STATED EXERCISE: Transcribe all the entries word for word, omitting any pictures they contain.

____________________

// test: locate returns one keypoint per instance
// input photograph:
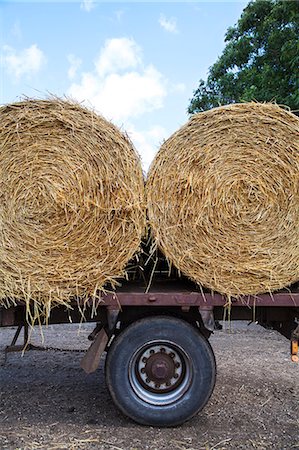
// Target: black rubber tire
(202, 367)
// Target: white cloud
(75, 64)
(120, 86)
(87, 5)
(24, 62)
(117, 55)
(147, 142)
(168, 25)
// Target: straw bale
(223, 198)
(72, 210)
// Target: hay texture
(223, 198)
(72, 207)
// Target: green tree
(260, 60)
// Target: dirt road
(48, 402)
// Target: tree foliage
(260, 60)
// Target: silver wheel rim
(160, 372)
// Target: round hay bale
(223, 198)
(72, 209)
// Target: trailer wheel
(160, 371)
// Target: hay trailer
(160, 366)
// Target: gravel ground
(48, 402)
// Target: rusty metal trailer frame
(154, 380)
(129, 302)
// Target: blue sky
(137, 63)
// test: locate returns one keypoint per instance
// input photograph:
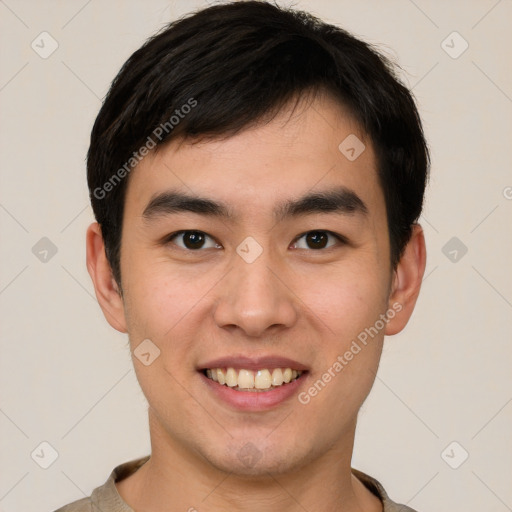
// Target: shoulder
(377, 488)
(83, 505)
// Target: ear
(107, 291)
(407, 280)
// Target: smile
(255, 381)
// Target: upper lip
(253, 363)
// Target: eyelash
(340, 238)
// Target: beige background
(66, 377)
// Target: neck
(177, 475)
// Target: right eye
(193, 240)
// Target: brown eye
(318, 240)
(193, 240)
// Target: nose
(255, 298)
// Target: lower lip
(254, 400)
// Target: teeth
(263, 379)
(231, 378)
(277, 377)
(245, 379)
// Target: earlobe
(407, 280)
(105, 287)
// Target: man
(256, 175)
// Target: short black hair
(217, 71)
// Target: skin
(294, 301)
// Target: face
(264, 251)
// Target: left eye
(193, 240)
(317, 240)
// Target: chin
(245, 458)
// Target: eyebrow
(340, 200)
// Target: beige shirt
(106, 498)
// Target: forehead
(316, 146)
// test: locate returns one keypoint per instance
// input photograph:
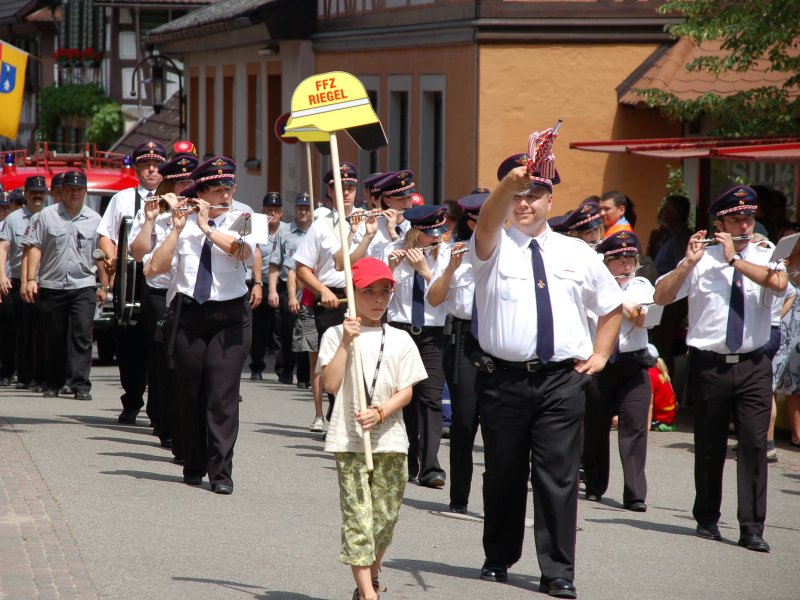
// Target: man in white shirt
(730, 287)
(533, 287)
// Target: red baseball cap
(367, 271)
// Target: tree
(750, 30)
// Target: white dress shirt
(400, 305)
(636, 291)
(228, 273)
(506, 296)
(708, 287)
(461, 291)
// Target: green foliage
(66, 101)
(750, 30)
(106, 125)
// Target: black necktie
(544, 312)
(202, 285)
(418, 301)
(735, 330)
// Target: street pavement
(93, 509)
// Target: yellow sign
(13, 62)
(335, 101)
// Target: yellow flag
(12, 85)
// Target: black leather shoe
(709, 532)
(637, 506)
(754, 542)
(558, 587)
(127, 417)
(493, 572)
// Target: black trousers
(623, 386)
(266, 327)
(67, 321)
(8, 332)
(741, 392)
(291, 360)
(30, 338)
(211, 348)
(161, 405)
(531, 425)
(459, 372)
(423, 415)
(130, 342)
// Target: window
(399, 88)
(430, 181)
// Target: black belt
(530, 366)
(414, 330)
(730, 359)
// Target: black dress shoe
(494, 572)
(709, 532)
(558, 587)
(127, 417)
(754, 542)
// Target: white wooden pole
(348, 278)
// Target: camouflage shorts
(370, 503)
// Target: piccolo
(735, 238)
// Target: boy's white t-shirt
(400, 367)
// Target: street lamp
(158, 83)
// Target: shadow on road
(250, 589)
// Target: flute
(735, 238)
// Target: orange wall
(457, 63)
(578, 83)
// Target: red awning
(756, 149)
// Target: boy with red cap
(370, 502)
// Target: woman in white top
(413, 260)
(213, 319)
(623, 386)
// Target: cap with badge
(370, 182)
(74, 178)
(180, 167)
(347, 171)
(36, 183)
(583, 218)
(397, 184)
(427, 218)
(620, 243)
(472, 203)
(272, 199)
(57, 181)
(521, 160)
(740, 199)
(149, 150)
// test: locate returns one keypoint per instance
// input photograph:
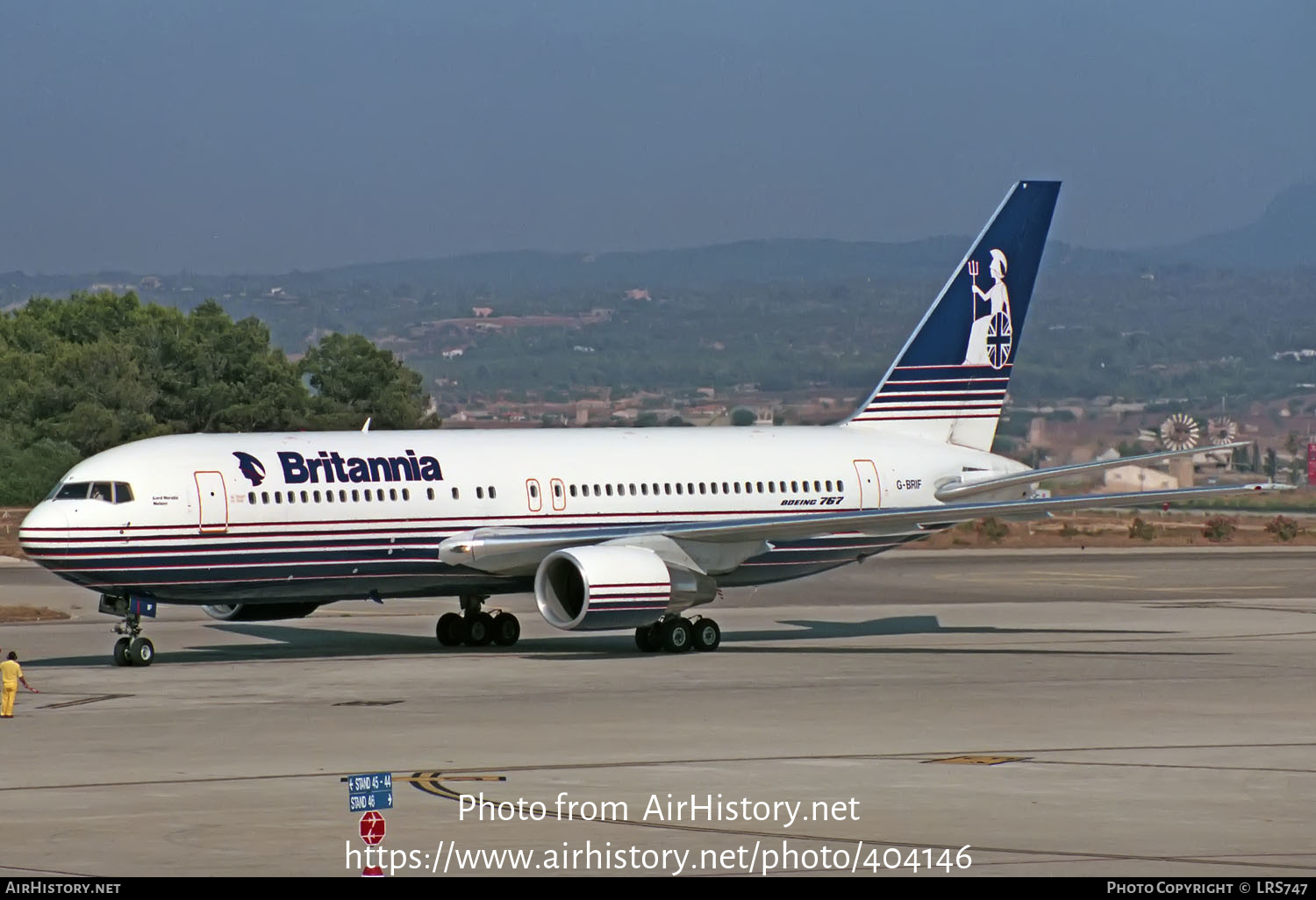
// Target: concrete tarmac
(1134, 713)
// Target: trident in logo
(990, 334)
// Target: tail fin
(949, 379)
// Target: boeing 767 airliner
(610, 529)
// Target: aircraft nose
(45, 528)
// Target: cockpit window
(104, 491)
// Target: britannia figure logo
(991, 334)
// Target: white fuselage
(366, 518)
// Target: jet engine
(615, 587)
(260, 612)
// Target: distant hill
(1284, 237)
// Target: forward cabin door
(870, 491)
(213, 503)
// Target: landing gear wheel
(647, 639)
(507, 629)
(705, 634)
(479, 629)
(141, 652)
(450, 629)
(674, 634)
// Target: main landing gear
(133, 649)
(676, 634)
(476, 628)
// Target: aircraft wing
(513, 552)
(970, 484)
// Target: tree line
(83, 374)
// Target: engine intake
(608, 587)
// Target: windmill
(1179, 432)
(1221, 431)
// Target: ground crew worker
(10, 676)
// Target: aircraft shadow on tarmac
(289, 642)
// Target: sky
(268, 136)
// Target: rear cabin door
(213, 503)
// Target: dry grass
(11, 615)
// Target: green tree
(354, 379)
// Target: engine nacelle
(613, 587)
(260, 612)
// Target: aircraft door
(213, 503)
(870, 489)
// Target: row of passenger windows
(105, 491)
(368, 495)
(702, 487)
(666, 489)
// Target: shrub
(1218, 528)
(1145, 531)
(1284, 528)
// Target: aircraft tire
(705, 634)
(507, 629)
(479, 631)
(676, 634)
(141, 652)
(449, 631)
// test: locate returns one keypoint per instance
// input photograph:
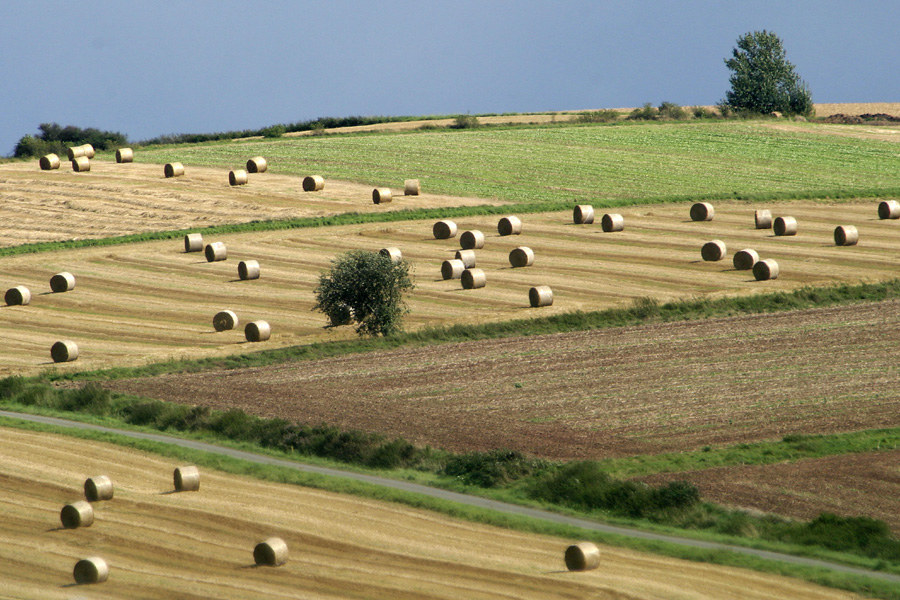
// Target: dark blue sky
(146, 69)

____________________

RESPONSE:
// test: locate returns one keypoint per instance
// input photograph:
// Target: black rubber tire
(202, 367)
// Target: white cloud
(75, 64)
(120, 86)
(87, 5)
(24, 62)
(117, 55)
(147, 142)
(168, 25)
// Target: straw bale
(223, 198)
(72, 210)
// Target: hay texture
(223, 198)
(72, 207)
// Target: green tree
(260, 60)
// Target: dirt road
(48, 402)
// Target: tree foliage
(260, 60)
// Target: silver wheel rim
(160, 372)
// Target: round hay bale
(223, 198)
(72, 209)
// Target: trailer wheel
(160, 371)
// Target: hay trailer
(160, 366)
// Target: gravel ground
(48, 402)
// Target: rusty metal trailer frame
(154, 380)
(129, 302)
// Target: blue sky
(137, 63)
// test: locate returns one keypoint per instance
// input photograph:
// Target: shoulder
(377, 488)
(83, 505)
// Target: ear
(107, 291)
(407, 280)
// Target: smile
(255, 381)
// Target: upper lip
(253, 363)
// Target: eyelash
(340, 238)
// Target: beige background
(66, 377)
// Target: neck
(177, 475)
// Target: right eye
(193, 240)
// Target: brown eye
(318, 240)
(193, 240)
// Target: nose
(255, 298)
// Target: lower lip
(254, 400)
// Target: teeth
(263, 379)
(231, 378)
(277, 377)
(245, 379)
// Target: earlobe
(407, 280)
(105, 287)
// Target: man
(256, 175)
// Target: short black hair
(217, 71)
// Target: skin
(294, 301)
// Target: face
(264, 251)
// Target: left eye
(193, 240)
(317, 240)
// Target: chin
(245, 458)
// Target: eyebrow
(340, 200)
// Target: beige shirt
(106, 498)
// Target: forehead
(316, 146)
// test: locate returns one keypoint per instance
// input photograph:
// Target: man in white shirt
(730, 287)
(533, 287)
// Target: red baseball cap
(367, 271)
// Target: tree
(750, 30)
// Target: white dress shirt
(400, 305)
(636, 291)
(228, 273)
(506, 296)
(708, 287)
(461, 291)
// Target: green foliage
(66, 101)
(750, 30)
(106, 125)
// Target: black necktie
(544, 312)
(202, 285)
(418, 301)
(735, 330)
// Target: street pavement
(93, 509)
// Target: yellow sign
(13, 62)
(335, 101)
// Target: yellow flag
(12, 85)
// Target: black leather shoe
(709, 532)
(637, 506)
(754, 542)
(558, 587)
(127, 417)
(493, 572)
// Target: black trousers
(623, 386)
(266, 327)
(67, 321)
(8, 332)
(741, 392)
(291, 360)
(30, 338)
(211, 348)
(161, 405)
(531, 425)
(459, 372)
(423, 415)
(130, 342)
// Target: window
(399, 88)
(430, 181)
// Target: black belt
(530, 366)
(414, 330)
(730, 359)
// Target: black dress shoe
(494, 572)
(709, 532)
(558, 587)
(127, 417)
(754, 542)
// Target: white wooden pole
(348, 278)
// Target: camouflage shorts
(370, 503)
// Target: piccolo
(735, 238)
// Target: boy's white t-shirt
(400, 367)
// Target: street lamp
(158, 83)
// Target: shadow on road
(250, 589)
// Target: flute
(735, 238)
// Target: orange wall
(457, 63)
(578, 83)
// Target: red awning
(756, 149)
// Target: boy with red cap
(370, 502)
// Target: woman in white top
(413, 260)
(213, 319)
(623, 386)
// Target: cap with badge
(370, 182)
(74, 178)
(180, 167)
(347, 171)
(36, 183)
(583, 218)
(397, 184)
(427, 218)
(620, 243)
(472, 203)
(272, 199)
(57, 181)
(521, 160)
(740, 199)
(149, 150)
// test: locate returns one keypoint per instance
// input photograph:
// Target: concrete tarmac
(1134, 713)
// Target: trident in logo
(990, 334)
// Target: tail fin
(949, 379)
// Target: boeing 767 airliner
(610, 529)
// Target: aircraft nose
(45, 528)
// Target: cockpit window
(104, 491)
// Target: britannia figure logo
(991, 334)
// Target: white fuselage
(366, 518)
// Target: jet engine
(615, 587)
(260, 612)
// Target: distant hill
(1284, 237)
// Target: forward cabin door
(870, 491)
(213, 503)
// Target: landing gear wheel
(647, 639)
(507, 629)
(705, 634)
(479, 629)
(141, 652)
(450, 629)
(674, 634)
// Target: main landing gear
(133, 649)
(676, 634)
(476, 628)
// Target: aircraft wing
(513, 552)
(970, 484)
// Target: tree line
(83, 374)
// Target: engine intake
(608, 587)
// Target: windmill
(1179, 432)
(1221, 431)
// Target: ground crew worker
(10, 676)
// Target: aircraft shadow on tarmac
(289, 642)
// Target: sky
(268, 136)
// Target: rear cabin door
(213, 503)
// Target: dry grass
(11, 615)
// Target: green tree
(354, 379)
// Target: engine nacelle
(613, 587)
(260, 612)
// Target: aircraft door
(213, 503)
(870, 489)
// Target: row of passenger windows
(105, 491)
(368, 495)
(702, 487)
(666, 489)
// Target: shrub
(1218, 528)
(1145, 531)
(1284, 528)
// Target: aircraft tire
(705, 634)
(507, 629)
(479, 631)
(676, 634)
(141, 652)
(449, 631)
// test: locate returns one keypoint per instance
// input photograph:
// Target: dark blue sky
(146, 69)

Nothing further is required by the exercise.